Working data

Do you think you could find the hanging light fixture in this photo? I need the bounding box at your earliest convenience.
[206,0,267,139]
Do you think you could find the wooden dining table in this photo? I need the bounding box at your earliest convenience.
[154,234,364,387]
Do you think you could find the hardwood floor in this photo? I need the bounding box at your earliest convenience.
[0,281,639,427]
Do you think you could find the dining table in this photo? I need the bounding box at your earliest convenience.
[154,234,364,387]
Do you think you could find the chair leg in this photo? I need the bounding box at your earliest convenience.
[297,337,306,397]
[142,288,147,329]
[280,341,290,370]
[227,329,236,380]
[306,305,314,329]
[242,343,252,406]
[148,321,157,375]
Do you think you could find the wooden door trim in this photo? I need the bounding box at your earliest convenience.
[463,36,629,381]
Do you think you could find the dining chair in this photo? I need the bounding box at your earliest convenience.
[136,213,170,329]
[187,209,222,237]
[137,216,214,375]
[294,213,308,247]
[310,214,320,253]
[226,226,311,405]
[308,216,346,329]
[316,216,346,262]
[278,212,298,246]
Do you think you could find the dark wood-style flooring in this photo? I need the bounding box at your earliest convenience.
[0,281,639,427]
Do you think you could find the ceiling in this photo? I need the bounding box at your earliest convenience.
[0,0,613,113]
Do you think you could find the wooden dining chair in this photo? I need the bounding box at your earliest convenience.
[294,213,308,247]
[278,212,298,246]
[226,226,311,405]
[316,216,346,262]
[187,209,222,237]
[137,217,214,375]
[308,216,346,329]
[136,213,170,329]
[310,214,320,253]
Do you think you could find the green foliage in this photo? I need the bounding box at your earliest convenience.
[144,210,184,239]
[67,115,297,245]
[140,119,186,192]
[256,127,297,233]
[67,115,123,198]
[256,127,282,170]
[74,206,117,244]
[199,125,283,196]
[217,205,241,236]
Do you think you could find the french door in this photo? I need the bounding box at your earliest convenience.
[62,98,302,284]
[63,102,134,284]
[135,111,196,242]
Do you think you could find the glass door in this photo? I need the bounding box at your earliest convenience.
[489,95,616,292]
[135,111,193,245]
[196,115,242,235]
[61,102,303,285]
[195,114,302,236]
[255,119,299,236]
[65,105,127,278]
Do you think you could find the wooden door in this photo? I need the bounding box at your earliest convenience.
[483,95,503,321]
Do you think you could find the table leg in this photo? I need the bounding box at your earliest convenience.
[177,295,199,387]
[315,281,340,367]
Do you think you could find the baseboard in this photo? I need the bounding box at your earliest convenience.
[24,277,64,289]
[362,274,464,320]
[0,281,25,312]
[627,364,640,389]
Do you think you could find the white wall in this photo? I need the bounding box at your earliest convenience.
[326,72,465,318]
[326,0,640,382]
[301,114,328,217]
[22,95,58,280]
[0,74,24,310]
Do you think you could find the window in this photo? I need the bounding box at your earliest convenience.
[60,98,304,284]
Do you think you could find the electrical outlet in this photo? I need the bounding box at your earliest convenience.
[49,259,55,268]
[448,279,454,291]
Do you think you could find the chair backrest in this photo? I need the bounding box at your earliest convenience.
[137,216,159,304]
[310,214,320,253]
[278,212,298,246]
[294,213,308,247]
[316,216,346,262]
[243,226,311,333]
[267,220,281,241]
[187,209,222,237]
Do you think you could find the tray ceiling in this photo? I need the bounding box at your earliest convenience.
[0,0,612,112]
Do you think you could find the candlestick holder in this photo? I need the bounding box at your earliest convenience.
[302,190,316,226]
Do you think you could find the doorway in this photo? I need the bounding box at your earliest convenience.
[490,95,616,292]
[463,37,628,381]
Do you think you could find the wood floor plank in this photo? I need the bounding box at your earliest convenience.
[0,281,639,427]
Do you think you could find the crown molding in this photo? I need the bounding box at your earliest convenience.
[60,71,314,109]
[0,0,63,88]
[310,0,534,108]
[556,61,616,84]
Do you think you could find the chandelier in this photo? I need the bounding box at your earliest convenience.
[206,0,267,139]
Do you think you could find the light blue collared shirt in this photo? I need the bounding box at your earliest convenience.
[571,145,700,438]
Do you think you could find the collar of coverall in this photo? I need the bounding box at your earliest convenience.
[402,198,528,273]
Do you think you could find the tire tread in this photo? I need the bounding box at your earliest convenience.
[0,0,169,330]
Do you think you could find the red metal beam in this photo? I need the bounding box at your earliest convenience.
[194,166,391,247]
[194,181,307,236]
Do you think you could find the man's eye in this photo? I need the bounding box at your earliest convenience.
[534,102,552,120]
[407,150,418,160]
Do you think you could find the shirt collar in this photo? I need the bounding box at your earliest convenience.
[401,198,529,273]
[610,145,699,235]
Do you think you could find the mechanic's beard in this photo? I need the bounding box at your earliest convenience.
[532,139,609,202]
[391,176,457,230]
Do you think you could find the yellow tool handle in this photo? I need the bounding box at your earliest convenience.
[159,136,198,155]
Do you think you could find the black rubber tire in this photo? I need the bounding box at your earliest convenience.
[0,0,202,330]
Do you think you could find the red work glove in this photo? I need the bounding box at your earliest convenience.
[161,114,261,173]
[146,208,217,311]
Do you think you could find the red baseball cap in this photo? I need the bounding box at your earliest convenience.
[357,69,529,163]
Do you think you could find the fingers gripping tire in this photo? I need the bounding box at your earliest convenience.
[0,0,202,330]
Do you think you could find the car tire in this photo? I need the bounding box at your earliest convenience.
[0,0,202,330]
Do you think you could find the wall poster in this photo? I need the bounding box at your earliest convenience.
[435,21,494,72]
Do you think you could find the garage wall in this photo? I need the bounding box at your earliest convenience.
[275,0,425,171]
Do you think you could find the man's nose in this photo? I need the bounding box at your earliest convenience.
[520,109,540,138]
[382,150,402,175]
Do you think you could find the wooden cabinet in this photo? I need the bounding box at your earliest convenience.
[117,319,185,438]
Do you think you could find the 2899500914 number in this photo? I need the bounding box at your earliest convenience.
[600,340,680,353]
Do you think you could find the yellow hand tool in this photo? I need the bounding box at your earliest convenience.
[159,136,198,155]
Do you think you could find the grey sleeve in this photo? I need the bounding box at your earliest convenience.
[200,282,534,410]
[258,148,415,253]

Work task
Nothing in the records above may be left out when you repeat them exactly.

Your response
Do you think you could find the hanging light fixture in this photo? I need the bounding box at your earliest convenience.
[206,0,267,139]
Do you think you could find the wooden dining table in this photo? I need the bounding box at your earliest convenience.
[154,234,364,387]
Do you think you could find the hardwood floor in this photo? I need the bounding box at your earliest convenience.
[0,281,639,427]
Do you think you could find the dining table in this photo? I need the bounding box at your earliest convenience.
[154,234,364,387]
Do you think you could find the chair leg in this photo? I need the bounding box at your earliest convenience.
[297,337,306,397]
[142,288,147,329]
[280,341,290,370]
[227,329,236,380]
[306,305,314,329]
[242,343,252,406]
[148,321,157,375]
Do you think you could find the wooden door trim in this photo? I need the bounding box at your earliest convenience.
[463,36,629,381]
Do you think you could find the dining chair in this photo? I need the bounding box at your earliest convenience.
[136,213,170,329]
[187,209,222,237]
[137,216,214,375]
[294,213,308,247]
[310,214,320,253]
[226,226,311,405]
[308,216,346,329]
[316,216,346,262]
[278,212,298,246]
Do you think you could find the dark wood-style flooring in this photo? I need the bounding box at your earliest convenience.
[0,281,639,427]
Do you think you could find the ceiling in this photo? I need the bounding box at your earliest convenience.
[0,0,613,113]
Do you think you could find the wooden dining chair in this photo? I need the bounding box at your earliest convenience.
[294,213,308,247]
[278,212,298,246]
[226,226,311,405]
[316,216,346,262]
[187,209,222,237]
[137,217,214,375]
[308,216,346,329]
[136,213,170,329]
[310,214,320,253]
Do you think you could find the green foliage in this photo? I need the bounding box at your earliest convenience.
[144,210,184,239]
[67,115,297,245]
[140,119,186,192]
[256,127,297,233]
[67,115,123,198]
[256,127,282,170]
[74,206,117,244]
[199,125,283,196]
[217,205,241,236]
Do you think you could find the french door in this photo? I need the bounding box at your earliest convenience.
[62,98,302,284]
[63,102,134,284]
[135,111,196,242]
Do you think you could find the glass door in this photo? I need the bounding box at your earliest convenience.
[489,95,616,292]
[135,111,193,245]
[196,115,242,235]
[61,102,303,285]
[195,114,302,236]
[255,119,299,236]
[65,105,127,278]
Do you think you could find the wooden door in this photo? I need the bounding box at your earliest convenience.
[483,95,503,321]
Do you think you could find the table leg in this photo? I need the bounding box at your earliest convenience.
[177,295,199,387]
[315,281,340,367]
Do you think you could find the baseboard in this photo? I need the bounding box at your earliest convenience.
[24,277,64,289]
[362,274,464,320]
[0,281,25,312]
[627,364,640,389]
Do you think you could find the white wall in this photo? I need the bounding box at your earliest convenience.
[326,72,465,318]
[326,0,640,382]
[301,114,328,217]
[22,95,58,280]
[0,74,24,310]
Do you think you could find the window in this photo? I need the bounding box at your earliest convenience.
[60,98,304,284]
Do you think you could find the electrical outlet in this photo? I need the bounding box at your earliest convenience.
[49,259,55,268]
[448,279,454,291]
Do you think you could find the chair backrest in this photo? I need the bounding box at your earliest convenience.
[137,216,159,304]
[310,214,320,253]
[278,212,298,246]
[294,213,308,247]
[316,216,346,262]
[243,226,311,333]
[267,220,281,241]
[187,209,222,237]
Do you think you could find the tray ceiling in this photo? I need the bounding box at your earliest convenience.
[0,0,612,112]
Do you think you could find the candlestick holder in this photo? I need the bounding box at your earliest convenience.
[302,190,316,226]
Do you think you could find the doorway in this photo? I need the bounding box at your earliest convenience.
[490,95,616,292]
[463,37,628,381]
Do you think you could find the wood floor plank in this photo? I need the bounding box at your earliest convenience.
[0,281,639,427]
Do you think you could find the crown molding in this photo? I need the bounding box at your earliest convenience.
[60,71,314,109]
[0,0,63,88]
[310,0,534,108]
[556,61,616,84]
Do you think you could find the chandelier in this photo? I need the bounding box at your earliest convenience.
[206,0,267,139]
Do you think you could find the light blue collared shirt in this photo? I need the bounding box at your earliest convenience.
[571,145,700,438]
Do you think you could find the collar of coverall in this photo? I need the bounding box at your earliest convenience.
[402,198,528,273]
Do you think you could find the tire tread in this photo? I need the bounding box at your earliest convenience.
[0,0,169,330]
Do you think you could find the red metal beam in this photo? I need the bounding box at your earliest convenience.
[194,166,391,247]
[194,181,307,236]
Do you think you could find the man's eye in this photo? I need the bounding box at your earliest convenience.
[534,102,552,120]
[407,150,418,160]
Do you think you could find the shirt collar in this photo? I need the bounding box at your earliest convenience.
[401,198,529,273]
[610,145,699,235]
Do you think you could find the mechanic's beard in this photo? I need the bounding box at your earliest convenience.
[532,139,609,202]
[391,176,457,230]
Do you think you could find the yellow tool handle in this photo? I need the bounding box at your earliest convenience.
[159,136,198,155]
Do you think you could find the black rubber tire in this photo? I need the bounding box at your earliest convenience.
[0,0,202,330]
Do you think you could find the red work glove in this photo? I need the bounding box at your earliest convenience.
[161,114,261,173]
[146,208,217,311]
Do you think you could find the red baseball cap in this photo? I need the bounding box at your earliest convenience.
[357,69,529,163]
Do you think you could find the fingers gripping tire in this photo? I need the bounding box at your earliest convenience.
[0,0,202,330]
Do you think you could find the car tire in this photo? I need the bounding box at your earliest convenience.
[0,0,202,330]
Do you think you could find the wall poster in this photo? I need the bounding box at your earliest convenience.
[435,21,494,72]
Do you think you could find the garage wall in this photo? I need the bounding box at your earliest convenience.
[275,0,425,171]
Do you think you could find the man's nose in this photo? I need the bounding box at your earliest convenience.
[520,109,540,138]
[382,150,402,175]
Do you think you could find the wooden cabinet in this photo? I need the bounding box at your earliest convenience.
[117,319,185,438]
Do you think you could find the 2899500914 number in this photo? I need the bounding box at your earliest convenience.
[600,340,680,353]
Do you think you could find the yellow hand tool in this photo? I need the bounding box at your earliest convenience.
[159,136,198,155]
Do you think you could find the grey sleeve in this photo? I need the bounding box at your earliest convenience.
[200,282,534,410]
[258,148,415,253]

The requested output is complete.